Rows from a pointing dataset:
>> begin

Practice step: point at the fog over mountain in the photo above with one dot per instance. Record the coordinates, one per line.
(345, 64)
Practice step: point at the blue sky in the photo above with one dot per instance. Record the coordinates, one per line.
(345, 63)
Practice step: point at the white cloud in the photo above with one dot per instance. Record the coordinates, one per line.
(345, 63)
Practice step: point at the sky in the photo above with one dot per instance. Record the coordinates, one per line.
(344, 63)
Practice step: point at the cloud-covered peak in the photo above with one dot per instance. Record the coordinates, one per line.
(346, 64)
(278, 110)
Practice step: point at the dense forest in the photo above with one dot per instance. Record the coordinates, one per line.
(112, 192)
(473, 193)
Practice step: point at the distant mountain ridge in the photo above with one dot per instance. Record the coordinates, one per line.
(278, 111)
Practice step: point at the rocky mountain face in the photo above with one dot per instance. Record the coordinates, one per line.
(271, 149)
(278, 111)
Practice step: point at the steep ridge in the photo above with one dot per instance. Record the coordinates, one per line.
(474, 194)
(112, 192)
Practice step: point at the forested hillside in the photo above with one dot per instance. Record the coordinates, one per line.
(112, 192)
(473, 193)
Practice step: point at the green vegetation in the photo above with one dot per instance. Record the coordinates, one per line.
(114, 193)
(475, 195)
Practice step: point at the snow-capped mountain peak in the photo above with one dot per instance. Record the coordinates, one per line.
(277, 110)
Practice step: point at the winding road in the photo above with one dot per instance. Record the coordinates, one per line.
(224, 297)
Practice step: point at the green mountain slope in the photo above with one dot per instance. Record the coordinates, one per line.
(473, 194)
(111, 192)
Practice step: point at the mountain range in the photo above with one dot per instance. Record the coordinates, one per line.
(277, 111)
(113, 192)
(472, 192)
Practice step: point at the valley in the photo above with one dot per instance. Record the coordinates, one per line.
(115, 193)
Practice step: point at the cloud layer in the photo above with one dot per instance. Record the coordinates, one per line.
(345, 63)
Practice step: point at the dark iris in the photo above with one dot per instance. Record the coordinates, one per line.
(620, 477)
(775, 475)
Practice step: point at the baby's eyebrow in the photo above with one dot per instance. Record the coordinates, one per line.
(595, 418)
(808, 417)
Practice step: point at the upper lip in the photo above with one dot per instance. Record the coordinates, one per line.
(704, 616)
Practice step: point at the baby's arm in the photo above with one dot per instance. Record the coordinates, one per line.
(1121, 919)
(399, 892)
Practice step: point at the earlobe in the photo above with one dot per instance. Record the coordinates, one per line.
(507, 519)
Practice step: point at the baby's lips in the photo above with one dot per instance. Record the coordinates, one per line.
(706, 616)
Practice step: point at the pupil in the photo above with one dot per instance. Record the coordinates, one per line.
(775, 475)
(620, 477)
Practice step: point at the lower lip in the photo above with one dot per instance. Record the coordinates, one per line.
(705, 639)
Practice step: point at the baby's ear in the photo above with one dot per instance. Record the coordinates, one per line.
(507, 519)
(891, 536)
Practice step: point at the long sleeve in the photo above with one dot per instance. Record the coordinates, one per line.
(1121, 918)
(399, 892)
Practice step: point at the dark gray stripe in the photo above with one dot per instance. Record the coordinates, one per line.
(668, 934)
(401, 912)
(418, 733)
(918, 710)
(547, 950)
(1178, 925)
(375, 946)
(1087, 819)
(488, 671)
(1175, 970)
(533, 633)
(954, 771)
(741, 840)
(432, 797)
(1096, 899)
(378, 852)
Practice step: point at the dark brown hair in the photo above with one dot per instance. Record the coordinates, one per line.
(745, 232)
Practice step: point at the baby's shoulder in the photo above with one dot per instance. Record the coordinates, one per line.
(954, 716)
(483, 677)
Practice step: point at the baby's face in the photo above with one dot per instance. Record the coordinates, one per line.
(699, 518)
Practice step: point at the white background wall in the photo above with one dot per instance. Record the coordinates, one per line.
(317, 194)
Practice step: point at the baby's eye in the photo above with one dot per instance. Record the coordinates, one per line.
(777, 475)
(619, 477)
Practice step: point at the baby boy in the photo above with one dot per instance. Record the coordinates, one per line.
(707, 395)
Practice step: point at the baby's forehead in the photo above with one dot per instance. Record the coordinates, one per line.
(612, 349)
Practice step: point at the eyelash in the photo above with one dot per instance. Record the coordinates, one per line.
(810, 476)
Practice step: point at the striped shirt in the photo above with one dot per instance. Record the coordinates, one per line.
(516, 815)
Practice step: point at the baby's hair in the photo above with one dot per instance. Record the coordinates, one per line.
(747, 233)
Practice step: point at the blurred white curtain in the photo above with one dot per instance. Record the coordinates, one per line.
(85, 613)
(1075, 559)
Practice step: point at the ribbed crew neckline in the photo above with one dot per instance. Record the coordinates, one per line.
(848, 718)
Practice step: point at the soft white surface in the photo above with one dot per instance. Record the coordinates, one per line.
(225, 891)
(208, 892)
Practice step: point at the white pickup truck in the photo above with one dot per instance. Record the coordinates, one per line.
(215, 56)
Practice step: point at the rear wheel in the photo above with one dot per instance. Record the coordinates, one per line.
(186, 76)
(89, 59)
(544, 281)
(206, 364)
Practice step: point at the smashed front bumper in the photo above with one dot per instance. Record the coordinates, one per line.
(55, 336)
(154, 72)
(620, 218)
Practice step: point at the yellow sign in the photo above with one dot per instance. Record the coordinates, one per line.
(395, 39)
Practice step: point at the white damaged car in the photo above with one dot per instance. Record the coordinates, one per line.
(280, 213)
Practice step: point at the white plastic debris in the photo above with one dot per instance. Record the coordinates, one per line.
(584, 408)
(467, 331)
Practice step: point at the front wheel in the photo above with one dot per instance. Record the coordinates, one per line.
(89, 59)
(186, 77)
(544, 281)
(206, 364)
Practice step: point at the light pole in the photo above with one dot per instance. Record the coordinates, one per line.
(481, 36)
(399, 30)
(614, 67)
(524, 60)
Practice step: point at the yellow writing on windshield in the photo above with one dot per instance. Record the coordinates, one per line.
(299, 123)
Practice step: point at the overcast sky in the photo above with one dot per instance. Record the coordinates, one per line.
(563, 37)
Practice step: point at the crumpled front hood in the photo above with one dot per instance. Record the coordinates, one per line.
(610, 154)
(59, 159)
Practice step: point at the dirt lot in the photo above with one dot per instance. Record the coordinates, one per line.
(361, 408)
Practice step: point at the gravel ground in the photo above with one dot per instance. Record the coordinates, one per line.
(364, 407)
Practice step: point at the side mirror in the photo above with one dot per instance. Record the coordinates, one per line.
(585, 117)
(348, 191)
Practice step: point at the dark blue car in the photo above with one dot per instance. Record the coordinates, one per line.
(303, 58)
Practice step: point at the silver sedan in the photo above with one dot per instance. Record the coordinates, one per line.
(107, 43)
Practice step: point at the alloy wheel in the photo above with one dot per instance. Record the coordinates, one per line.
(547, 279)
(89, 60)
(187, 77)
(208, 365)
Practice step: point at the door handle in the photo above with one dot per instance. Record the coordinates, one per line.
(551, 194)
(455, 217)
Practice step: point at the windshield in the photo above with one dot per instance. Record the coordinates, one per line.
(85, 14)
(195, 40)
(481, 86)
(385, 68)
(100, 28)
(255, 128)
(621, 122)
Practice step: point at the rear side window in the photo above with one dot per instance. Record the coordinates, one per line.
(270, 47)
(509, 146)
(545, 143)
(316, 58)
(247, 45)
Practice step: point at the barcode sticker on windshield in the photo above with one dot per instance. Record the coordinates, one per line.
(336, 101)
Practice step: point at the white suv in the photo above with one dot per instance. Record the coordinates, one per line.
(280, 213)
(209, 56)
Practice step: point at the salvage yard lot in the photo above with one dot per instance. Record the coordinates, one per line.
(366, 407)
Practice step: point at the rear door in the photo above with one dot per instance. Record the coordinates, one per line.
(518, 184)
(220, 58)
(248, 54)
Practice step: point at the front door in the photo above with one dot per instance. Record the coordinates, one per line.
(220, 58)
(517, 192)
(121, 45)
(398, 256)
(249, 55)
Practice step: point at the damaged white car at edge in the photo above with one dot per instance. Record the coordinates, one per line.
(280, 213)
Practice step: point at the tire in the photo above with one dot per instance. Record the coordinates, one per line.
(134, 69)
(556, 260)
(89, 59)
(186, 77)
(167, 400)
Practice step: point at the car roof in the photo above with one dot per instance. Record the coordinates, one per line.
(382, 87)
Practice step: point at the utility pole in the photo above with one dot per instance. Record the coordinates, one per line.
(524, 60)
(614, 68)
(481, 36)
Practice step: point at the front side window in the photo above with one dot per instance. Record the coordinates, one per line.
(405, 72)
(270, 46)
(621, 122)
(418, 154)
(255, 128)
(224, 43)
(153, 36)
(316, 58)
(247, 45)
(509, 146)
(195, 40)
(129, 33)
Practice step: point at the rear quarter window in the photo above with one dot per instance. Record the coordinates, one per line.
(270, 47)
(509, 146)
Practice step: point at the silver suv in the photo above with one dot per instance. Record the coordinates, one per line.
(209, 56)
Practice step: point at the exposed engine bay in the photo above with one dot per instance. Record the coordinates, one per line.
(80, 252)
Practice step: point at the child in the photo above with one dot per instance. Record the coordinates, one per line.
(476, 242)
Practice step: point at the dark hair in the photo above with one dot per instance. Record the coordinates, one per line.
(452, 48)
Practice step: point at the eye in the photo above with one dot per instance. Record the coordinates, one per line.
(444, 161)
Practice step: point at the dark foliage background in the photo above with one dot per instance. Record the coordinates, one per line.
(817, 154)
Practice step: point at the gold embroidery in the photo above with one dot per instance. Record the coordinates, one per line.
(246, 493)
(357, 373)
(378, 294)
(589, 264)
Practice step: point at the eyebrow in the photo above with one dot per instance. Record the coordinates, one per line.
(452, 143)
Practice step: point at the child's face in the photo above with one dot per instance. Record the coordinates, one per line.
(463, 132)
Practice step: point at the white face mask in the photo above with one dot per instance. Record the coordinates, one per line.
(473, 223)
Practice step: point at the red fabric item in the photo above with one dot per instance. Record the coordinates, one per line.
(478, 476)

>> end

WRITTEN EXERCISE
Rewrite the rows from the line containing "Practice step: point at the eyebrow" through the end of the rows, inclusive, replacing "Record the coordinates" with "List the coordinates" and leaving everything else unchanged.

THE RESULT
Practice step: point at the eyebrow in the photo above with one dot per instance. List the coordinates, one per line.
(452, 143)
Practice step: point at the child's face in the photo above with one dot per instance. List the coordinates, one per line.
(463, 132)
Practice step: point at the white face mask in the photo above with one dot per instance. List the coordinates, one per line.
(473, 223)
Practice step: point at the red fabric item in the photo above with one dot per instance. List the coordinates, one per line.
(478, 476)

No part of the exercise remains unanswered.